## Provided material
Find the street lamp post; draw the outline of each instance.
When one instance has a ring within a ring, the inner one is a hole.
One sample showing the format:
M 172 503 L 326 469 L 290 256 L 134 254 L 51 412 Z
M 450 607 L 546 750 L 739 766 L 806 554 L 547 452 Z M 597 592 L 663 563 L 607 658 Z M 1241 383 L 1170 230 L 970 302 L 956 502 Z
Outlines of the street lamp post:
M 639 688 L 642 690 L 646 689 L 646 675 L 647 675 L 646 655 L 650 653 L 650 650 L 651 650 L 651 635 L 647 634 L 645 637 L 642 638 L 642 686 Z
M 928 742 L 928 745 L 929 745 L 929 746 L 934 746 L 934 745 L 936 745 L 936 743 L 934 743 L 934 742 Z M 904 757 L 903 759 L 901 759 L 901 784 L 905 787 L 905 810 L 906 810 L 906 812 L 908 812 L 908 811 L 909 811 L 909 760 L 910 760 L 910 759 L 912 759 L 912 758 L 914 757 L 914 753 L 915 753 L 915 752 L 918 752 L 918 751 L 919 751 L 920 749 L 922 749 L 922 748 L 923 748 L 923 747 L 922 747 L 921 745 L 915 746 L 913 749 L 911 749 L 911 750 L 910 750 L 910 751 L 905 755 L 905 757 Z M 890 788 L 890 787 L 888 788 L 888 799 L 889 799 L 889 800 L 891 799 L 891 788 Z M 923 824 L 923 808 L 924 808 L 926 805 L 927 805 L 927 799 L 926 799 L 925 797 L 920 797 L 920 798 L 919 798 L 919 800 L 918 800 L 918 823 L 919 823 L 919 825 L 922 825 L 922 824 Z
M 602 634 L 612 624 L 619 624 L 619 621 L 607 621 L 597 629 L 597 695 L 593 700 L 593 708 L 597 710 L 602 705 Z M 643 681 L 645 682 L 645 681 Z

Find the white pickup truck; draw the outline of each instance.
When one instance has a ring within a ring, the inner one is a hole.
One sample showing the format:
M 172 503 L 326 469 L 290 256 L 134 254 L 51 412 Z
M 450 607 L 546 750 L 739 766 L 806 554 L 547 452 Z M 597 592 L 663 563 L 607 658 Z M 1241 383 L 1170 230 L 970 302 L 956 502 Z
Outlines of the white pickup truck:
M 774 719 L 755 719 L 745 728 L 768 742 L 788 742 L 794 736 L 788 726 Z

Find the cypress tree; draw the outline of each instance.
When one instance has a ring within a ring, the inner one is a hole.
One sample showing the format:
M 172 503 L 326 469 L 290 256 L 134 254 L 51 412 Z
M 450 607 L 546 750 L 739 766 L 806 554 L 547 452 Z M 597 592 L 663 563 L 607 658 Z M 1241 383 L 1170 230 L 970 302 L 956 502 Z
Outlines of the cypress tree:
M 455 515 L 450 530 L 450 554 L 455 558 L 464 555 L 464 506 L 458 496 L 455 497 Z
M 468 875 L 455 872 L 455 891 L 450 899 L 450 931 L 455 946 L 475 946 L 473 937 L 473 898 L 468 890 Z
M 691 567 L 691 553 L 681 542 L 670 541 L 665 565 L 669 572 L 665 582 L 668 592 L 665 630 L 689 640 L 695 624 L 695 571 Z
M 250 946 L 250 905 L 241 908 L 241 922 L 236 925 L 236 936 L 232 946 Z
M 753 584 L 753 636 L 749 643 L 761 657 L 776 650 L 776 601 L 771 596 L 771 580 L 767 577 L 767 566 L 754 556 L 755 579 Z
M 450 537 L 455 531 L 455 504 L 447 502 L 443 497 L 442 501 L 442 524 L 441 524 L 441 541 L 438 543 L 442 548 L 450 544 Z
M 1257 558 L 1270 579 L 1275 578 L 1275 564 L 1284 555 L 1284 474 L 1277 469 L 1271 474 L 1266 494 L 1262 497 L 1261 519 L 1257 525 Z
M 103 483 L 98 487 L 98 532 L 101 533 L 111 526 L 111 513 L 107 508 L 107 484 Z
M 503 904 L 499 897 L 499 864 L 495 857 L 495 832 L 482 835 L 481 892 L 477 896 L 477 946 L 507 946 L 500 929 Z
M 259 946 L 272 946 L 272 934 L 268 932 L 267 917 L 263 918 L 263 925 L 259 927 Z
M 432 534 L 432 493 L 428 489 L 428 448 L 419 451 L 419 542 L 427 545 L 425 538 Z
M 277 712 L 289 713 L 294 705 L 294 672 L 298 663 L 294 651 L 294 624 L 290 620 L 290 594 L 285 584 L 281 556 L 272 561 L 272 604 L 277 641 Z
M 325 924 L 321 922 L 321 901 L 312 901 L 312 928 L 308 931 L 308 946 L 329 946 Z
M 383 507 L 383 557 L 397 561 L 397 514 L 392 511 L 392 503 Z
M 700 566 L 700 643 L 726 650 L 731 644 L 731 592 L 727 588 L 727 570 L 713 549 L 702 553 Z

## Directions
Where does the string "each" occur in the listing above? Return every line that contains it.

## Answer
Find the street lamp post; draw the outline of each instance.
Find the white pickup truck; draw the outline of each instance.
Find the cypress tree; draw the outline of each instance.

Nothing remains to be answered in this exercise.